**Work required:**
Below are records to repeat exactly. Omit the pictures from the copy.

Stored entries
..........

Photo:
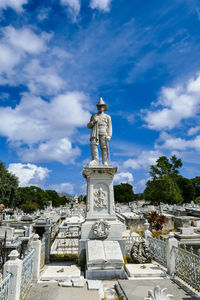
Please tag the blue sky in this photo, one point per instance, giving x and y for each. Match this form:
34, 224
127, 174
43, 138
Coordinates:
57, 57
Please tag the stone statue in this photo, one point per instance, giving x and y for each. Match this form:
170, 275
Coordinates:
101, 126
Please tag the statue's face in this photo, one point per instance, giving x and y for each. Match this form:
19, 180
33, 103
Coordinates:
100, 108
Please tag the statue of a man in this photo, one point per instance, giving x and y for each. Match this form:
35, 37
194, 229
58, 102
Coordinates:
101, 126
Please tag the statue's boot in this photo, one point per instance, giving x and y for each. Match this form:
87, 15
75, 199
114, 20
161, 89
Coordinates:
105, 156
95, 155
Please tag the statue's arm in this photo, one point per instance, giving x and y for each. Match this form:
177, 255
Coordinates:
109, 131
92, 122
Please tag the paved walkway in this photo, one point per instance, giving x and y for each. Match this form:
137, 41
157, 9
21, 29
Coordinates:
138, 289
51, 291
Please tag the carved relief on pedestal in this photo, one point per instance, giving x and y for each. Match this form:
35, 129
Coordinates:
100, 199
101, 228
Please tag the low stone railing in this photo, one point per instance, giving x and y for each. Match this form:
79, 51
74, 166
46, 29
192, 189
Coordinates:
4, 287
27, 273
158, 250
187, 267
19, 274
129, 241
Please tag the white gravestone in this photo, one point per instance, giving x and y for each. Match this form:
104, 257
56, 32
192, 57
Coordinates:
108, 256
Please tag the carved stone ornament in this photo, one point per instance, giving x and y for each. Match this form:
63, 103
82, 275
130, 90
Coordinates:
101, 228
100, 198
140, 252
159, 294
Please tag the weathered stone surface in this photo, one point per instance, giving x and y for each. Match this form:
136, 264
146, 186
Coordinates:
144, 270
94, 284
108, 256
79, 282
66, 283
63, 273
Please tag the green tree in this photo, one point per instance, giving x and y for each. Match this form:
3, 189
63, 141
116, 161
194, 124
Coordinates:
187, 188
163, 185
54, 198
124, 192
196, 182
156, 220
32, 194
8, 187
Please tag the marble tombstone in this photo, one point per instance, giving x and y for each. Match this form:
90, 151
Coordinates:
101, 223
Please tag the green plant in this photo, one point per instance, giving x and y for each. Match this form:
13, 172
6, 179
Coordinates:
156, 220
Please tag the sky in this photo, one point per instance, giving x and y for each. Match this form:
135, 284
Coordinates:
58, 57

..........

**Output of the task:**
Photo:
Please tag the blue sky in this photo, one point per instance, giving x and y for each. Match this form:
34, 224
127, 174
43, 138
Coordinates:
57, 57
Please tag the stone statue in this photo, one point per instance, giving x and y for each. Match this form:
170, 275
Coordinates:
101, 126
Please tag the statue's face in this photo, one point per instance, giving x and y for each. Match this form:
19, 180
33, 103
Coordinates:
100, 108
Please tag the statue of a man in this photo, one point per instance, giving x and y for each. Match this form:
35, 37
194, 229
58, 102
Coordinates:
101, 126
Please tag the statue's boot in this photo, one point per instance, giving x and y for each. Match this form:
87, 15
75, 199
114, 20
161, 89
Coordinates:
105, 156
95, 155
Please tag the statue's arm in this photo, one point per instance, giving x and y for each. Match this form:
177, 255
Coordinates:
109, 131
92, 122
Please tag the paved walkway in this photo, one point per instance, giving x and y for each. Match this form:
137, 41
157, 9
21, 29
Coordinates:
138, 289
51, 291
Please tag the carved relief on pedestal in this photo, one point per instance, giving x and y for each. Match this form:
35, 129
Coordinates:
100, 199
101, 228
Please tag the low stone railing in this photo, one point per instance, giving x and y for each. Match this form:
79, 51
74, 166
46, 29
192, 189
Coordinates:
4, 287
27, 273
158, 250
187, 267
19, 274
129, 241
Please tag the white gravestone in this photo, one point per instance, giving x and y for each. Match this form:
104, 257
56, 32
192, 57
Coordinates:
108, 256
Please tag the carved stone ornament in this photo, one point per instance, giving x and y for each. Match this form:
63, 103
82, 275
130, 90
Coordinates:
101, 228
100, 198
140, 252
159, 294
Please tag the weathered stone surface in this photo, one point per instance, giving x and y for each. Match this form:
136, 264
146, 186
Coordinates:
144, 270
94, 284
108, 256
79, 282
66, 283
63, 273
Please tag the green tree in this photo, one point per instance, giving x and y for each. Match this form:
3, 189
63, 141
116, 161
194, 124
Coordinates:
187, 188
163, 185
54, 198
124, 192
196, 182
156, 220
32, 194
8, 187
Please tag the marble tombstone in this photo, one point per instance, giving x and y for each. Match this form:
90, 151
Coordinates:
101, 223
Please tag the green plant in this photo, one point per instance, giving x and y for each. Match this form:
13, 172
6, 179
Coordinates:
156, 220
Please tag the sky in this photo, one point per instance, giving x and y for each. Match this form:
135, 284
Coordinates:
58, 57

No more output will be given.